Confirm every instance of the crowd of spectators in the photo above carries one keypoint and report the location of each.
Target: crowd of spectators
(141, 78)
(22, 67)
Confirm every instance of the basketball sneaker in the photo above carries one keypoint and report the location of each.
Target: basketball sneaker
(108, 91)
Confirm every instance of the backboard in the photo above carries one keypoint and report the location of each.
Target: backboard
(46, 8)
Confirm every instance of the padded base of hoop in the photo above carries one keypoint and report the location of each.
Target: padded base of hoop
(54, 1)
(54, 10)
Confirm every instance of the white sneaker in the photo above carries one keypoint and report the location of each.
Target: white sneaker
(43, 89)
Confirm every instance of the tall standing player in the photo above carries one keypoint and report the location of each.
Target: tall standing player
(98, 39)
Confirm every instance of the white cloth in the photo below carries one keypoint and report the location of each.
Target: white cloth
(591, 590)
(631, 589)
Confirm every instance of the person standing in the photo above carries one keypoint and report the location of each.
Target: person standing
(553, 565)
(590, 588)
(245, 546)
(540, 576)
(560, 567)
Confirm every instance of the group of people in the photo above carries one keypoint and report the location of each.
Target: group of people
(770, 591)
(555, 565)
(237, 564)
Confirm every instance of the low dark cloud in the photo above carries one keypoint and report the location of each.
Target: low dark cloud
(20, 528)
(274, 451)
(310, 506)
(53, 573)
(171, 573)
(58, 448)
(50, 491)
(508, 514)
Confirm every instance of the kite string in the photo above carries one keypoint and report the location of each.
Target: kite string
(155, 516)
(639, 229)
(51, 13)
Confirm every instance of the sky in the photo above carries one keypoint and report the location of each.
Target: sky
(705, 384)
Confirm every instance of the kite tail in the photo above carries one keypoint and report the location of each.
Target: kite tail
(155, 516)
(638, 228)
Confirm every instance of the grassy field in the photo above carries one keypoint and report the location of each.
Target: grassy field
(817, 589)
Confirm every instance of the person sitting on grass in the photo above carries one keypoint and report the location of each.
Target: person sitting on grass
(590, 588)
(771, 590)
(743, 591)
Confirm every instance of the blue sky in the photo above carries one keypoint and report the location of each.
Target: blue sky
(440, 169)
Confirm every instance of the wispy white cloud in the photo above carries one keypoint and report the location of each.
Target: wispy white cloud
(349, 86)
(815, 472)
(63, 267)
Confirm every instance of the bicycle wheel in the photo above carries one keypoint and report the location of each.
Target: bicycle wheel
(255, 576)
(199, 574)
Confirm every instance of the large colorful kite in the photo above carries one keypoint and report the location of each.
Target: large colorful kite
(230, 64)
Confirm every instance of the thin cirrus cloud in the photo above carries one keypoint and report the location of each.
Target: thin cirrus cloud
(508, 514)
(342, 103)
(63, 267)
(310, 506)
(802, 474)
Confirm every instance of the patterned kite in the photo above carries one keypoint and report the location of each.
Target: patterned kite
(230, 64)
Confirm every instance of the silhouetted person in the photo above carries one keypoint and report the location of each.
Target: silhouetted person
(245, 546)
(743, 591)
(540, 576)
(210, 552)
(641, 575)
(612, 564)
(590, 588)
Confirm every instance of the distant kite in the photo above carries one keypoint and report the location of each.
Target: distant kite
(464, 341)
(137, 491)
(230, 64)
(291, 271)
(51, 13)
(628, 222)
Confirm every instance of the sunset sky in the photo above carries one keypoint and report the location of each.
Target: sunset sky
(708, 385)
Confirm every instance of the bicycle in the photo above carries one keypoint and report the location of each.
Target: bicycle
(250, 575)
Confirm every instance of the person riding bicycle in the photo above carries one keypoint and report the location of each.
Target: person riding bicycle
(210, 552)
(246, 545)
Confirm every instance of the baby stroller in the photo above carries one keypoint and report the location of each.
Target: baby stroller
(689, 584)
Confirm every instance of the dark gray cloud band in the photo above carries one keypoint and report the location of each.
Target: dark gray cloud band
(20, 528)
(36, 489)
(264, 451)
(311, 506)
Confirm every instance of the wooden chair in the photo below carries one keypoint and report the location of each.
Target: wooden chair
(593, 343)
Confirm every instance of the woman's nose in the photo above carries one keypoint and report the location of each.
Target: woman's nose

= = = = = = =

_Requirement_
Set down the lines of the listing word for word, from its first line through the line containing "Confirm every instance of the grassy". Both of those lines belong in the answer, and no others do.

_Result of this task_
Confirm every instance of the crowd of spectators in the photo above carries one keypoint and report the location of each.
Target: crowd of spectators
(141, 78)
(22, 67)
Confirm every instance of the basketball sneaker in the photo above carries one keypoint and report the location of each.
Target: basketball sneaker
(108, 91)
Confirm every instance of the backboard in the photo above carries one keypoint and report the location of each.
Target: backboard
(46, 8)
Confirm every instance of the padded base of hoop in the photo above carries one keypoint and report the location of each.
Target: padded base of hoop
(54, 1)
(54, 10)
Confirm every instance of the white sneaker in the photo above carries one keypoint and report the location of each.
Target: white sneaker
(43, 89)
Confirm every instance of the tall standing player in the photo above carries one keypoint and report the location of each.
Target: tall standing player
(98, 39)
Confirm every instance of the white cloth in the photo below carries one keypoint and report the location of each.
Target: white cloth
(591, 590)
(631, 589)
Confirm every instance of the person standing in the photo above carries one keypoint and report the location of each.
Target: person standing
(553, 565)
(590, 588)
(245, 546)
(540, 576)
(560, 567)
Confirm every instance of the group of people in the photo above carries one keypoint and report the location of each.
Target: group of people
(770, 591)
(555, 565)
(237, 564)
Confirm every instance of the low dark cloud in the photo above carries one keypoint and report the location of each.
Target: low dark cloud
(20, 528)
(274, 451)
(310, 506)
(53, 573)
(171, 573)
(58, 448)
(50, 491)
(508, 514)
Confirm every instance of the kite string in the photo above carries one keypoint and report the location of each.
Target: kite string
(155, 516)
(639, 229)
(51, 13)
Confirm every instance of the sky in the photo above carries one keypoint and report the location of each.
Target: sky
(705, 384)
Confirm every instance of the kite tail in the photo above carries one keypoint and report the location of each.
Target: kite tail
(155, 516)
(638, 228)
Confirm every instance of the grassy field in the photo above carries one keypoint and report the location of each.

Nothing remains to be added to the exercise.